▶ **Exercise instructions**
Reproduce the stretch of the amino acid ontology text from "August 9, 2010" through "few interesting issues.".

▶ **Text segment**
***
An Ontology of Amino Acids

August 9, 2010

My friend Phil Lord and I made this ontology of amino acids many years ago as a demonstration of various widgets in the OWL plugin for Protege 3. It took us about twenty minutes to make the whole ontology. It served as a demonstration of a move towards a sort of mass production of axiomatically rich ontologies. This was its only real purpose, but it does have some quite nice features and raises a few interesting issues.

Biochemists classify amino acids in various ways. taylor provides a much used classification of amino acids that visualises the types of amino acids in a Venn diagram that shows the intersecting sets of amino acid types. One use of this kind of classification is to capture the substitutions between amino acids within proteins during change that will preserve (to a grater or leser degree) structure and function of the protein. As can be seen from taylor’s Venn diagram, such a description inherently suggests some form of multiple inheritance within an ontology of amino acids. We made an ontology that represents this sort of knowledge (though not a replica of taylor’s diagram) of amino acids in the following way:

  1. Made a class "AminoAcid";
  2. Made twenty disjoint subclasses for each of the amino acids;
  3. Made a series of value partitions and little "quality" hierarchies for "Charge", "Polarity", "Size" and "Hydrophobicity". We used the Entity Property Quality (EPQ) pattern.
  4. each of the amino acids then has a series of restrictions for "hasSize", "hasPolarity", "hasCharge" and "hasHydrophobicity" as appropriate;
  5. We then add any defined classes we want to make "LargeAminoAcid", "LargePositiveAminoAcid", etc. in the expected way.
***
▶ **Source material**
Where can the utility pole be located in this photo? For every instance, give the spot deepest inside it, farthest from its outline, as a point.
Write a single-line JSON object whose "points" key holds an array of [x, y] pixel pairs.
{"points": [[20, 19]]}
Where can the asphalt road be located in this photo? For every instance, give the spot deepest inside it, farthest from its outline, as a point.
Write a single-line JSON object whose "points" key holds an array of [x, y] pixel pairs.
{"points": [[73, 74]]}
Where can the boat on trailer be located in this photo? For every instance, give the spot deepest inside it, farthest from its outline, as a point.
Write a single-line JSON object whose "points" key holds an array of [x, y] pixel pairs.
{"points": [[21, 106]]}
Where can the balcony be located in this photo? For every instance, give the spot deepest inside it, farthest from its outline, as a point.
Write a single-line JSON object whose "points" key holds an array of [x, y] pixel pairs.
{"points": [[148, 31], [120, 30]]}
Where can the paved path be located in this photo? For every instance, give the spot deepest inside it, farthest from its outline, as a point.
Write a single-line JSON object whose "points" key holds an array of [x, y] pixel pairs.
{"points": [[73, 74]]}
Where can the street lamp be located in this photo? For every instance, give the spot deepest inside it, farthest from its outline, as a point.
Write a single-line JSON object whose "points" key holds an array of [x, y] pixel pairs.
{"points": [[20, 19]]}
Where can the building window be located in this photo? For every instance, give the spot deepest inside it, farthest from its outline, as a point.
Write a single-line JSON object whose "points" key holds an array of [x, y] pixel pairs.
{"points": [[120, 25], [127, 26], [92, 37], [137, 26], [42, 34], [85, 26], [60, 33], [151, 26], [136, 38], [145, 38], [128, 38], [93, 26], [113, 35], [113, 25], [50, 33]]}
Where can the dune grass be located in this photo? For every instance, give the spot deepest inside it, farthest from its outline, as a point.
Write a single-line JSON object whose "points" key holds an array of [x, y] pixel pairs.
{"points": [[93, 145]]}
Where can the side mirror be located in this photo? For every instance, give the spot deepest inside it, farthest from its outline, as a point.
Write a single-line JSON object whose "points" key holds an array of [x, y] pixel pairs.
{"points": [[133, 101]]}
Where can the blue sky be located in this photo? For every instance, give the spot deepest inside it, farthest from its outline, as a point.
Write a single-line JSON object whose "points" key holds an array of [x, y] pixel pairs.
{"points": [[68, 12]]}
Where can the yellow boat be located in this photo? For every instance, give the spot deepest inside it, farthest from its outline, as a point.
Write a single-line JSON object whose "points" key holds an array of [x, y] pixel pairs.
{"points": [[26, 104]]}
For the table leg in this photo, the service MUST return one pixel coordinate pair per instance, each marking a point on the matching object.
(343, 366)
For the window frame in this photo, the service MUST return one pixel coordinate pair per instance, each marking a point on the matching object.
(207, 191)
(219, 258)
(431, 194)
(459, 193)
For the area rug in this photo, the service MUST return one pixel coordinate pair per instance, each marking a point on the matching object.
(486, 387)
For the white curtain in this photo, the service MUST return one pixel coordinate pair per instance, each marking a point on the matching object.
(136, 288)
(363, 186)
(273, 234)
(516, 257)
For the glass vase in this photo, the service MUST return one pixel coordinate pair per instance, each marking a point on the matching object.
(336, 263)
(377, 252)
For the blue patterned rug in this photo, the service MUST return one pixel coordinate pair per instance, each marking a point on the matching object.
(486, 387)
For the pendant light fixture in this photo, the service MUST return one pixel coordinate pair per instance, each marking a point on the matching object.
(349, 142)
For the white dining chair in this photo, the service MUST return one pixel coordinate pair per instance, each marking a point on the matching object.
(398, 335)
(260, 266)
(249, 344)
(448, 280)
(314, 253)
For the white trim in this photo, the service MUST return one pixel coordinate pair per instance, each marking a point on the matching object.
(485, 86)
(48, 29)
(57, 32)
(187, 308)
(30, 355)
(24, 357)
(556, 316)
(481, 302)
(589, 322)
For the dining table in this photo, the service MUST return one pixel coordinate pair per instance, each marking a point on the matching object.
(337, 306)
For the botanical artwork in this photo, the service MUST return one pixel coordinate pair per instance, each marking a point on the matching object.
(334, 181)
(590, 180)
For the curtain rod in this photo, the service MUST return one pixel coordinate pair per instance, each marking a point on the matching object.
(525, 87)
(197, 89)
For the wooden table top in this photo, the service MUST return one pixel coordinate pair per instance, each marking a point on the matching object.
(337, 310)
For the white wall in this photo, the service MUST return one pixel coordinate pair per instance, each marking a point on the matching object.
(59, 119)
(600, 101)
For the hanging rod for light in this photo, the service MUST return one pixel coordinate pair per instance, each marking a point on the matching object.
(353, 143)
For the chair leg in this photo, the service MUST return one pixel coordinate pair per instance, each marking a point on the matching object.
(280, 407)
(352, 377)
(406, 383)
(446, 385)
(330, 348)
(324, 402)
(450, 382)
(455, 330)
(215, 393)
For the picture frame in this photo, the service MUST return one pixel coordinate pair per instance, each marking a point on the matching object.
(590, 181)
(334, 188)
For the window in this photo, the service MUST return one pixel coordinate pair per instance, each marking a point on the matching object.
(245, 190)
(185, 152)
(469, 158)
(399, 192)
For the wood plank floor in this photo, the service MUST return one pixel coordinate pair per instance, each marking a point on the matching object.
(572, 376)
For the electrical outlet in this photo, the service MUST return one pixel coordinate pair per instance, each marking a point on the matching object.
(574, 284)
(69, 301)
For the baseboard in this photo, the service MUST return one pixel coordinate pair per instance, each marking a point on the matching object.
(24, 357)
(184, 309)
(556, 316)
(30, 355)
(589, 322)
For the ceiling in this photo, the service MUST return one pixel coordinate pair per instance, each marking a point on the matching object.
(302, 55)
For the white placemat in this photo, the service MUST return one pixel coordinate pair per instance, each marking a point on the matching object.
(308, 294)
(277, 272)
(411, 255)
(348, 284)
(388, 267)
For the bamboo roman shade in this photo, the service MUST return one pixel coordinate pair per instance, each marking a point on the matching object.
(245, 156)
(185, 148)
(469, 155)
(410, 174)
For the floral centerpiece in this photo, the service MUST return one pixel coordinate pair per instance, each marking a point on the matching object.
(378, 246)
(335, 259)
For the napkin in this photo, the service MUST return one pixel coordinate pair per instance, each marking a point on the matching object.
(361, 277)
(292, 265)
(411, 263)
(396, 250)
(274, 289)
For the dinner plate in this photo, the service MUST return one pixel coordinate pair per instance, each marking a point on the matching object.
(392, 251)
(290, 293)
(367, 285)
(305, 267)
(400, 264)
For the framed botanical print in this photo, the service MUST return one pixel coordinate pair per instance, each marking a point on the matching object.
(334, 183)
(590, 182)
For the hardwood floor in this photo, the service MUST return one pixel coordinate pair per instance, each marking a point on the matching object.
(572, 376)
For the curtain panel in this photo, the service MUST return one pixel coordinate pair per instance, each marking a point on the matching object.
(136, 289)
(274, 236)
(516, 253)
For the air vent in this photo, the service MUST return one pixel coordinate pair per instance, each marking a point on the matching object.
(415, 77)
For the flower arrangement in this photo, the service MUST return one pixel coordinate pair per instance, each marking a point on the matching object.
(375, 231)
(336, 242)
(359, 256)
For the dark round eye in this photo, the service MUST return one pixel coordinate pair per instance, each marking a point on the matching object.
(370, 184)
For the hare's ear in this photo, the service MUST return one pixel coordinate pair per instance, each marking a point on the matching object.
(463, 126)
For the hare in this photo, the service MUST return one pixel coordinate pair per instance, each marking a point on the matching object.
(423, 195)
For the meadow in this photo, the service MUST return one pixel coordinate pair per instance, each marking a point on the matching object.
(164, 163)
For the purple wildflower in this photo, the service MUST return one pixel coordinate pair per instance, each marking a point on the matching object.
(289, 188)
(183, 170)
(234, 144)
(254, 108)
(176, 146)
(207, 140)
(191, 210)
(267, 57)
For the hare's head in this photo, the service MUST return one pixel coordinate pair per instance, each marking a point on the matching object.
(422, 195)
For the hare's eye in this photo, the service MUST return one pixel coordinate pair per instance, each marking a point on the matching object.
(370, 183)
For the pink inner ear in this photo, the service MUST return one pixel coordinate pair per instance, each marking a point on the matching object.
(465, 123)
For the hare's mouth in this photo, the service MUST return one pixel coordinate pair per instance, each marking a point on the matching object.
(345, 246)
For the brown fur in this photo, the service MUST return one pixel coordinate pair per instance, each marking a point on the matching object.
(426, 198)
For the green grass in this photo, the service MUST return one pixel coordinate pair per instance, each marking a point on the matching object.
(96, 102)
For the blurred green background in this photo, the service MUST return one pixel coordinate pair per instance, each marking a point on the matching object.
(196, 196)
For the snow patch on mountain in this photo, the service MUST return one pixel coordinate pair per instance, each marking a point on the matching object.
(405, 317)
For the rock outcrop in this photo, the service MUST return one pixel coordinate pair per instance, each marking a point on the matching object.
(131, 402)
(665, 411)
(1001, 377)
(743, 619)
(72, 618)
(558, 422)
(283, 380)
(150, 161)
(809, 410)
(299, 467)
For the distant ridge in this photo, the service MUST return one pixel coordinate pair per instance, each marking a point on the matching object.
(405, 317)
***
▶ **Exercise response**
August 9, 2010

My friend Phil Lord and I made this ontology of amino acids many years ago as a demonstration of various widgets in the OWL plugin for Protege 3. It took us about twenty minutes to make the whole ontology. It served as a demonstration of a move towards a sort of mass production of axiomatically rich ontologies. This was its only real purpose, but it does have some quite nice features and raises a few interesting issues.